**Textauszug**
Bild: Von der Gastoma lernt Steffen Geis nicaraguanisch kochen.
Berlin taz | Der Herbst hat sich an diesem Wochenende durchgesetzt. Auf den
Straßen drängeln Autos, daneben kämpfen Fahrradfahrer und Fußgänger mit dem
Wind. Steffen Geis trägt seine Winterjacke; an die Kälte in Deutschland
musste er sich erst wieder gewöhnen. Er schaut sich um und versucht seine
Verwandlung nach dem Auslandsjahr zu erklären.
„Siehst du den Baum da auf dem Mittelstreifen?“, fragt er. „Früher dachte
ich, der Baum ist so, wie ich ihn von hier aus sehe. Dabei könnte ich ja
die Straßenseite wechseln, und von dort drüben sieht er ganz anders aus.“
Perspektivenwechsel, wie ihn Steffen Geis während seines
Freiwilligendienstes in Nicaragua erfahren hat. Seit er die Perspektive auf
der anderen Seite des Atlantiks kennengelernt hat, hat sich seine Sicht auf
die Welt grundlegend verändert.

**Aufgabenstellung**
[1] In welchem Land hat Steffen Geis laut dem Textauszug seinen Freiwilligendienst geleistet?
[2] Geben Sie im Textauszug die Passage von „Bild: Von der“ bis „Welt grundlegend verändert.“ erneut wieder und tauschen Sie dabei „Winterjacke“ gegen „Regenjacke“ aus.
[3] Setzen Sie den Artikel über den Freiwilligendienst von Steffen Geis in Nicaragua im Anschluss an seinen letzten Satz fort.

**Vorliegende Daten**
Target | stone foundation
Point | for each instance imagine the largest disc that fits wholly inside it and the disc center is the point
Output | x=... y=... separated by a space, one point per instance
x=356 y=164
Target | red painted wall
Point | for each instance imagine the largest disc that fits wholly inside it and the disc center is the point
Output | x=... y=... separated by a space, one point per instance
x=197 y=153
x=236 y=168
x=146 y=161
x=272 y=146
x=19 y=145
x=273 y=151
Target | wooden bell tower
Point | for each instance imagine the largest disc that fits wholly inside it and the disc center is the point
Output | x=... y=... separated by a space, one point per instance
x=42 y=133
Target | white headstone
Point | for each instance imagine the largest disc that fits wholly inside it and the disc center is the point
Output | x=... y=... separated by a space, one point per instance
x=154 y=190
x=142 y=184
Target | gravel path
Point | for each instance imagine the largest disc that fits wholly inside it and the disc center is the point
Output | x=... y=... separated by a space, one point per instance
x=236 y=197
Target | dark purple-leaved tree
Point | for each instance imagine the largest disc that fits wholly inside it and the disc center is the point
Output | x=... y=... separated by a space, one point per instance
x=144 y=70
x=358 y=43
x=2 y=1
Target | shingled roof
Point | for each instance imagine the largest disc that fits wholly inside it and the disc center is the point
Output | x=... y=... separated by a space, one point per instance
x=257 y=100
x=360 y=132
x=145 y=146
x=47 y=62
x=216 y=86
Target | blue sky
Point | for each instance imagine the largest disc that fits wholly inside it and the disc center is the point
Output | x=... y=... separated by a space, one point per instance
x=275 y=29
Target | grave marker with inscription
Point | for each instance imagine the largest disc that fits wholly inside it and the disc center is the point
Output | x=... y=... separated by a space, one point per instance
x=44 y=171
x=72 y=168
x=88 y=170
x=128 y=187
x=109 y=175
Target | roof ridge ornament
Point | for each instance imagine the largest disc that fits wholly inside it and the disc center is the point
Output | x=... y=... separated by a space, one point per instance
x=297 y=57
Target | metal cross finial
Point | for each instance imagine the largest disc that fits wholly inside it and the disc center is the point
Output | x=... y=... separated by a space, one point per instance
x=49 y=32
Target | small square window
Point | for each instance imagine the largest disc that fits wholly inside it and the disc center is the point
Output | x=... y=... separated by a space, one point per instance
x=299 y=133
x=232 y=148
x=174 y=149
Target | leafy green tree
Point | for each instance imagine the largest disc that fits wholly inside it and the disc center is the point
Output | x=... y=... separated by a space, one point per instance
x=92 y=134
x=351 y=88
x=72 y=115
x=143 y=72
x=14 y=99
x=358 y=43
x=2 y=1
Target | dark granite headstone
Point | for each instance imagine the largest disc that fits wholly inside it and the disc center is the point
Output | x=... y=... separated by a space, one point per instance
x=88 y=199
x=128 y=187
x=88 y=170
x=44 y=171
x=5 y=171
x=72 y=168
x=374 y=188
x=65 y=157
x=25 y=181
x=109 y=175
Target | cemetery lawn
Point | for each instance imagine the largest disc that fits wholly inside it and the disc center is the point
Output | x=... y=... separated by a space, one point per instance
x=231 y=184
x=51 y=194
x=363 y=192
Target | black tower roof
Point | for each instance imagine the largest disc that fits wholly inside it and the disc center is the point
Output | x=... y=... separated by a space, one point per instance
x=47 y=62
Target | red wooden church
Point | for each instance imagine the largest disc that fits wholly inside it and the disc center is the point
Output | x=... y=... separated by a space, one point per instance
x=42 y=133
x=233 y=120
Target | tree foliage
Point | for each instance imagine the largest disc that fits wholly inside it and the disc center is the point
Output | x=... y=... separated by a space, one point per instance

**Lösungen**
[1] In Nicaragua.

[2]
Bild: Von der Gastoma lernt Steffen Geis nicaraguanisch kochen.
Berlin taz | Der Herbst hat sich an diesem Wochenende durchgesetzt. Auf den
Straßen drängeln Autos, daneben kämpfen Fahrradfahrer und Fußgänger mit dem
Wind. Steffen Geis trägt seine Regenjacke; an die Kälte in Deutschland
musste er sich erst wieder gewöhnen. Er schaut sich um und versucht seine
Verwandlung nach dem Auslandsjahr zu erklären.
„Siehst du den Baum da auf dem Mittelstreifen?“, fragt er. „Früher dachte
ich, der Baum ist so, wie ich ihn von hier aus sehe. Dabei könnte ich ja
die Straßenseite wechseln, und von dort drüben sieht er ganz anders aus.“
Perspektivenwechsel, wie ihn Steffen Geis während seines
Freiwilligendienstes in Nicaragua erfahren hat. Seit er die Perspektive auf
der anderen Seite des Atlantiks kennengelernt hat, hat sich seine Sicht auf
die Welt grundlegend verändert.

[3]
Die Geschichte seiner Verwandlung beginnt im Oktober 2013, als Steffen Geis
nach Nicaragua geht, um einen entwicklungspolitischen Freiwilligendienst zu
absolvieren. In der Stadt Masaya arbeitet er 13 Monate in einem lokalen
Sozialprojekt. Tagsüber leitet er Theaterkurse für Kinder und Jugendliche
oder gibt Mathematiknachhilfe für Schüler, abends entspannt er im Innenhof
in der Hängematte unter Limettenbäumen. Er meldet sich aus Facebook ab und
lernt nicaraguanisch zu kochen.
Er ist damit einer von zahlreichen Freiwilligen, die Deutschland für ein
Jahr gen Süden verlassen, und viele werden dabei durch das Programm
„weltwärts“ staatlich gefördert. Solange es dieses Programm gibt, steht es
in der Kritik. „Entwicklungspolitischen Wert hat es nicht“ , sagt Claudia
von Braunmühl, die an der Freien Universität Berlin Internationale
Beziehungen lehrt und als entwicklungspolitische Beraterin tätig ist.
Bei „weltwärts“ stehe das Ego der Freiwilligen und die Weiterqualifizierung
europäischer Jugendlicher aus der Mittel- und Oberschicht im Vordergrund.
Die Projekte vor Ort könnten es sich aufgrund der finanziellen Abhängigkeit
vom Westen gar nicht leisten, Freiwillige abzulehnen, sagt von Braunmühl,
auch wenn sie zugesteht, dass die Entsendeorganisationen selbstkritischer
geworden sind.
## Nützlich erst nach sechs Monaten Eingewöhnung
Pablo Schickinger kennt die Kritik an den Freiwilligendiensten. Der
Programmleiter der „Weltweiten Initiative für Soziales Engagement“ (WI)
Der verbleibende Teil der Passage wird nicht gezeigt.